*Selected text*

When Worthy ran out to contest Danny Ainge, he rifled a pass to Bird just as Larry retreated to the deep left corner in front of the LA bench, hands out and crouched perfectly to accept the pass in order to shoot quickly.
Mychal Thompson, the 6-10 Laker seventh man, flew out at Larry but was an instant too late. His flailing arm hit Bird’s hand after he let go, and the Laker bench could be seen screaming “noo!” when they saw Larry get the shot off.
Despite the protests from the LA pines, Larry’s triple went cleanly through the net to give Boston the lead back 106-104 and a likely 2-2 series tie.
“You’ve got some balls to take that shot,” said Strom to Bird after it went in.
With game five in the Garden as well, the Celtics looked to somehow be in decent position to miraculously win the series – even without Walton, Wedman and Len Bias, and with McHale valiantly playing on a broken foot and sprained ankle. Meanwhile Parish was playing on two multiply sprained ankles in the playoffs, and Ainge was coming off a sprained knee.
The Lakers predictably went to Jabbar for a sky hook, but Bird fouled him first. Kareem made the first free throw to cut the lead to one, but missed the second. McHale appeared in position for the rebound, but Thompson shoved him in the back and then knocked the ball out of his grasping hand out of bounds.
Evans was on the wrong side of the baseline to see the play and hesitated while Earvin Johnson tried to influence the call by jumping, clapping and pointing the Laker way. Usually if there is a question on such plays, the ball is typically awarded to the defense, or a jump ball at worst is called.
But Evans called the ball out to LA with seven seconds left. When it looked like the worst Boston could have come away with was a tie when Jabbar went to the line seconds earlier, now there was a chance they could lose on a late shot. All the breaks were going against Boston.

[Entries from a dataset]
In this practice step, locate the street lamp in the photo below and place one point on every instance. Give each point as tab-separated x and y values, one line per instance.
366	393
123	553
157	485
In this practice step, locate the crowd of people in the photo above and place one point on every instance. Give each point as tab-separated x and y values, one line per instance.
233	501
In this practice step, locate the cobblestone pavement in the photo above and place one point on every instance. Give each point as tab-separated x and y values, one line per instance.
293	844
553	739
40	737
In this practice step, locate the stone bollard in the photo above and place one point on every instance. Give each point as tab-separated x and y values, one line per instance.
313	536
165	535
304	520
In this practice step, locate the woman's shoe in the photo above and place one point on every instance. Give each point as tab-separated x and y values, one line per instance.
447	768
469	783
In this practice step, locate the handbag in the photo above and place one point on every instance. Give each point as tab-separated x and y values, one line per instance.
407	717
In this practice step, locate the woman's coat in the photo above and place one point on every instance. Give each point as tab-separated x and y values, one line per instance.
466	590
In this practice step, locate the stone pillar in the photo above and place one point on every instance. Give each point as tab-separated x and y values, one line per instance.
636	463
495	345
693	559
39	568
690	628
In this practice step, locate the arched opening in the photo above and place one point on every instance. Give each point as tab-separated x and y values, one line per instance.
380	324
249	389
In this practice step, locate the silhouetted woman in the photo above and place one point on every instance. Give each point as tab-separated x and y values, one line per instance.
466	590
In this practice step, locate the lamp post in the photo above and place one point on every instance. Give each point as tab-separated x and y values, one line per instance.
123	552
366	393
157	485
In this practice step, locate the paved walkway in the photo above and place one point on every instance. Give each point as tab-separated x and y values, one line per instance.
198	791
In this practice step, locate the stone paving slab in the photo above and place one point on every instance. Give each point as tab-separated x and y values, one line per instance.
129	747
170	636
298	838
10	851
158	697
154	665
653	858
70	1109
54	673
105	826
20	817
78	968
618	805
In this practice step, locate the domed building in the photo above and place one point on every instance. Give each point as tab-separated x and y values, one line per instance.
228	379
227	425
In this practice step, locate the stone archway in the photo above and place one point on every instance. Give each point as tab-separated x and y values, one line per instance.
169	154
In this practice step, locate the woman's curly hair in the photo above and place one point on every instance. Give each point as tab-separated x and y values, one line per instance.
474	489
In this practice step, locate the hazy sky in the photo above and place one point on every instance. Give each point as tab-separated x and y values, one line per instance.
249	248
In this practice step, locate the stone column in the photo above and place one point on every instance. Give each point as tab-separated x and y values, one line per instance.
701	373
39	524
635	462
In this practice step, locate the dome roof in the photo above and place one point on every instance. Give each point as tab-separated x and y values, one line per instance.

*Written instruction*
Can you write out, word for word, the part of the basketball passage above that begins at the words "The Lakers predictably" and stops after "going against Boston."?

*Response to this exercise*
The Lakers predictably went to Jabbar for a sky hook, but Bird fouled him first. Kareem made the first free throw to cut the lead to one, but missed the second. McHale appeared in position for the rebound, but Thompson shoved him in the back and then knocked the ball out of his grasping hand out of bounds.
Evans was on the wrong side of the baseline to see the play and hesitated while Earvin Johnson tried to influence the call by jumping, clapping and pointing the Laker way. Usually if there is a question on such plays, the ball is typically awarded to the defense, or a jump ball at worst is called.
But Evans called the ball out to LA with seven seconds left. When it looked like the worst Boston could have come away with was a tie when Jabbar went to the line seconds earlier, now there was a chance they could lose on a late shot. All the breaks were going against Boston.